Start of SELECTED EXTRACT

Lots of questions arise about how to integrate UX design with Scrum. The challenge here is how to really take advantage of Agile methodologies, not only in development but also in the UX/UI field.

A post-scrum concept is the software craftsmanship manifesto. It defines values and principles that a software development team should have in order to deliver quality software that fulfills functional and non-functional requirements without dealing with high amounts of technical debt. With this approach, people’s knowledge and advanced technical skill level is prioritized so we can build solutions that are likewise really solid on the technical quality side, thereby delivering great products. 

A solid UX/UI has a very close relationship with this concept. A great piece of software needs an outstanding UX. Most pain points in UX/UI design are not attacked by the usual methodology framework that focuses more on the development challenges than the UX/UI ones. The typical Agile processes don’t allocate the time, resources, and scope needed for a user-centric product.

End of SELECTED EXTRACT

Carry on the passage about integrating UX/UI design with Scrum and Agile methods, starting right after its final sentence.

Start of DATA ENTRIES

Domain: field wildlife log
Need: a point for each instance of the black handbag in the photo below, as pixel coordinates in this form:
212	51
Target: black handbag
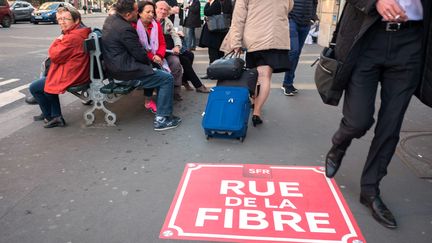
219	23
247	80
228	67
326	71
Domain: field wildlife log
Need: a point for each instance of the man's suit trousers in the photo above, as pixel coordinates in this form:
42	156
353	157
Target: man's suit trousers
391	59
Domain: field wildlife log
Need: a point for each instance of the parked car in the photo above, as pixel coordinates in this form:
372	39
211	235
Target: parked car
21	10
47	12
6	17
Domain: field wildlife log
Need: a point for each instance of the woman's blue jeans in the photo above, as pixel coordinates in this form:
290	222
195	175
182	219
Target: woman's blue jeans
49	103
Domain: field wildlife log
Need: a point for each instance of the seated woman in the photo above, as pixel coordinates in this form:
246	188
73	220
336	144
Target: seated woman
174	56
151	37
70	66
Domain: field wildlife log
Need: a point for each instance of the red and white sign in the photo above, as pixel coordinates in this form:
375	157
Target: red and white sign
259	203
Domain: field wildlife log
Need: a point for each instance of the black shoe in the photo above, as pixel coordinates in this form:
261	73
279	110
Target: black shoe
333	161
41	117
55	122
30	100
88	102
256	120
168	122
380	212
177	97
289	90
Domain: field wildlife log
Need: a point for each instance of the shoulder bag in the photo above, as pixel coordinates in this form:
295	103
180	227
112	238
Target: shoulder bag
326	71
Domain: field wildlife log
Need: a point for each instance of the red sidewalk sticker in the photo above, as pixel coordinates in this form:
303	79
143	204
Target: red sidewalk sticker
259	203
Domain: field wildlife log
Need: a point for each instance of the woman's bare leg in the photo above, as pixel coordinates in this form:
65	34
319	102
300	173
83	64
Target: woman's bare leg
264	79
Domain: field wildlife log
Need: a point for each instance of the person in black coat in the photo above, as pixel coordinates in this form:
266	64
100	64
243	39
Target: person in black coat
384	42
213	40
192	20
126	61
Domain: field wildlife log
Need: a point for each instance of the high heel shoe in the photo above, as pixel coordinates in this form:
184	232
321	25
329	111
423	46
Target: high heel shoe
256	120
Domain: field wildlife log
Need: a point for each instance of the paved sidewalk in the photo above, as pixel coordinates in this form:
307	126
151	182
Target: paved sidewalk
115	184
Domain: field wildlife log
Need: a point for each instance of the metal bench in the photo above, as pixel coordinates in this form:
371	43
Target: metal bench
100	89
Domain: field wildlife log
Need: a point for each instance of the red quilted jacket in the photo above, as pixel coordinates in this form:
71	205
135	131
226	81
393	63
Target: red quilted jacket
69	63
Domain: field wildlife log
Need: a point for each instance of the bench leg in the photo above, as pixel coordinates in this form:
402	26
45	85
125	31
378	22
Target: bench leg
110	117
99	100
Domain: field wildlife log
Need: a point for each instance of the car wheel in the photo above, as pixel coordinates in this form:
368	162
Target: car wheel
7	21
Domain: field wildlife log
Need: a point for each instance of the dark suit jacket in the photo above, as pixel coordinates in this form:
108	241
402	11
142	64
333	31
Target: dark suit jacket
124	56
358	17
214	39
193	20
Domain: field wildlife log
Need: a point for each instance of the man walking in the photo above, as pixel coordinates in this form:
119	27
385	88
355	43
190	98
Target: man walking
192	20
126	61
300	18
379	42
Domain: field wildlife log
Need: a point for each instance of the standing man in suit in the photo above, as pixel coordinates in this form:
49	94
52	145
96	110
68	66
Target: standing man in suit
379	42
301	17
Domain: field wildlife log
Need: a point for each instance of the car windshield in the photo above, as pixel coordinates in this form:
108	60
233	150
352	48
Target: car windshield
48	6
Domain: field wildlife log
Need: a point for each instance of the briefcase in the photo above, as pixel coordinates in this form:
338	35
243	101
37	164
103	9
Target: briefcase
325	77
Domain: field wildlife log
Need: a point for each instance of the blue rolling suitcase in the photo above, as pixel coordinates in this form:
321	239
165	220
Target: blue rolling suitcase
227	113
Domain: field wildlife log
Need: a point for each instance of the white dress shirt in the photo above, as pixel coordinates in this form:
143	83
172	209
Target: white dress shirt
413	8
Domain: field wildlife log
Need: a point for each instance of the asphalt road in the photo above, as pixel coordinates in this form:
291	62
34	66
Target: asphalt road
116	184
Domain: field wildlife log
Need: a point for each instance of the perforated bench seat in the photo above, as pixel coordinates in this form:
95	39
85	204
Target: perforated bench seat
78	88
113	88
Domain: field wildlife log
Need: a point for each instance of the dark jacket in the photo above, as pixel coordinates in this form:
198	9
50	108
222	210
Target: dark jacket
304	11
193	20
214	39
124	56
357	19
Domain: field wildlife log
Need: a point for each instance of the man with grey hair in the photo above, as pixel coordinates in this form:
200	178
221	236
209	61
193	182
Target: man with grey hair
126	61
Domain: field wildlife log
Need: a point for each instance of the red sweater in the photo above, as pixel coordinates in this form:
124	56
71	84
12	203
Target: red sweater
161	40
70	65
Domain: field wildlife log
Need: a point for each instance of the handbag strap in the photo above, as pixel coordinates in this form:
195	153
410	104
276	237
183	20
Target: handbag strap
335	33
231	54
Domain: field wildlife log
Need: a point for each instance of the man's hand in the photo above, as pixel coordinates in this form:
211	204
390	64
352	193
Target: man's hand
157	59
176	50
390	10
238	50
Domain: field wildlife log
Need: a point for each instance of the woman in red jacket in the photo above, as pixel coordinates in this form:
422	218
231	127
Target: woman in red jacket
151	37
69	66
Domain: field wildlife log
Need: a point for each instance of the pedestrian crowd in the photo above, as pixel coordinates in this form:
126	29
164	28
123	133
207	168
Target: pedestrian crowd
379	42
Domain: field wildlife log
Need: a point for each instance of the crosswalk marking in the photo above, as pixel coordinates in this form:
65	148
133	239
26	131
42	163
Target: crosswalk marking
12	95
8	81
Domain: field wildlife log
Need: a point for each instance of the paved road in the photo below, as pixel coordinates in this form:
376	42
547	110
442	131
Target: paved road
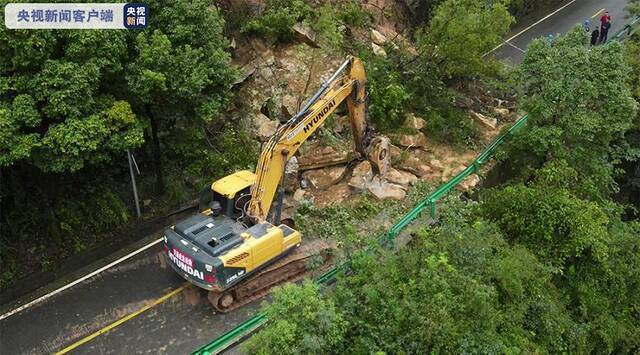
184	320
561	22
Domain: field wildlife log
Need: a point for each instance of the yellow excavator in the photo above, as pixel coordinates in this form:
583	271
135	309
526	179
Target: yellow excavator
236	247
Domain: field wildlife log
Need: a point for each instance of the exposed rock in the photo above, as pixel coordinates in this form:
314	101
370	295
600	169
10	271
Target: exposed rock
245	72
414	122
415	166
436	164
262	49
335	194
325	177
487	121
263	127
379	155
379	51
318	157
363	179
416	140
470	182
395	152
361	175
502	112
299	195
464	102
377	37
382	189
400	177
341	123
291	175
289	105
305	34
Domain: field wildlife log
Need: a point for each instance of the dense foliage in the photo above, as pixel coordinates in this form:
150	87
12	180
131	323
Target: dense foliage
542	263
72	102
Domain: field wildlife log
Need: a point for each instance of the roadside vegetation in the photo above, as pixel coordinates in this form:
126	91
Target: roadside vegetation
545	261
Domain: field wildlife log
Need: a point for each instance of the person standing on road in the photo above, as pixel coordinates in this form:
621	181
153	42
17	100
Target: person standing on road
605	18
594	37
604	30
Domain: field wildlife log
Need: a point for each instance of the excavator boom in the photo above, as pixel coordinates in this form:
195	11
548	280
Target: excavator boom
230	248
289	137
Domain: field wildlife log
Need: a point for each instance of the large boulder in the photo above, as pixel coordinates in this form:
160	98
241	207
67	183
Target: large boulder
379	51
289	105
305	34
415	166
489	122
317	156
263	127
414	122
325	177
291	175
502	112
334	194
402	178
416	140
377	37
362	174
383	189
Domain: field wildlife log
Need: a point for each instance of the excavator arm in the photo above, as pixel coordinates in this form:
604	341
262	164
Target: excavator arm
289	137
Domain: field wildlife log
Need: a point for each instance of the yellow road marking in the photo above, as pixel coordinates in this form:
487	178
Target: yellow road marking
597	13
123	319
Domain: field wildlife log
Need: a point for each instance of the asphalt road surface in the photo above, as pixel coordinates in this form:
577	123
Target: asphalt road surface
141	306
572	13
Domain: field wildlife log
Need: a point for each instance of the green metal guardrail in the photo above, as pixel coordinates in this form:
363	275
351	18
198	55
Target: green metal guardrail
255	322
629	29
429	201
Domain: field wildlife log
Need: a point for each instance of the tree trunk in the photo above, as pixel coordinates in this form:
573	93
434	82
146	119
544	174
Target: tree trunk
155	146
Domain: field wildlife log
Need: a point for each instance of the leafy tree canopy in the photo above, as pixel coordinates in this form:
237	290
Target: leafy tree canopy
579	108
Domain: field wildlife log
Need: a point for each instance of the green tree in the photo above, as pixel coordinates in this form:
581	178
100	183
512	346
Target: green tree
181	75
302	322
461	32
54	111
579	108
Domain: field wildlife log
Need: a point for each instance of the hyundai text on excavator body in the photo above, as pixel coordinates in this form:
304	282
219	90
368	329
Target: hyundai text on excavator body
234	247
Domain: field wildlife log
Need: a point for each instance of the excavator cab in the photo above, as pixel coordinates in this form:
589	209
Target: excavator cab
228	195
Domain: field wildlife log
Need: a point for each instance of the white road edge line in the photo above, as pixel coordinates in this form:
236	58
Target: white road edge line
514	46
88	276
530	27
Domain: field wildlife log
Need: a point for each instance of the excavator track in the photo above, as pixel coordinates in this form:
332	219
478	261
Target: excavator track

End of DATA ENTRIES

### EXPECTED ANSWER
If we don’t work seamlessly with a UX/UI in the Scrum team, we will have UI- related deliverables that are more similar to the conventional/waterfall methodologies. They will not be iterative, incremental, or validated. The Agile approach will be more in touch with the client, adapting to feedback in early stages and avoiding surprises at the end of the process, prioritizing and adapting easily to change. And that’s exactly what we are looking for when we are building great products and putting focus on collaboration, product knowledge, and understanding between the team and the client/product owner.


  • Understanding that an outstanding UX/UI is key

Reports (like the Nielsen Norman UX Metrics and ROI) state that spending about 10% of a project’s budget on UX/UI     – usability activities doubles product usability. Unfortunately, these estimates do not produce an ROI number in the classic sense, because the two parameters are measured in different units. Project cost is measured in money, and usability is measured in increased use, more efficient use, or higher user satisfaction.

When the company leadership team understands the value of UX/UI and how it is essential for positioning the product is when the ground is set for seamlessly integrating UX/UI into the Agile process.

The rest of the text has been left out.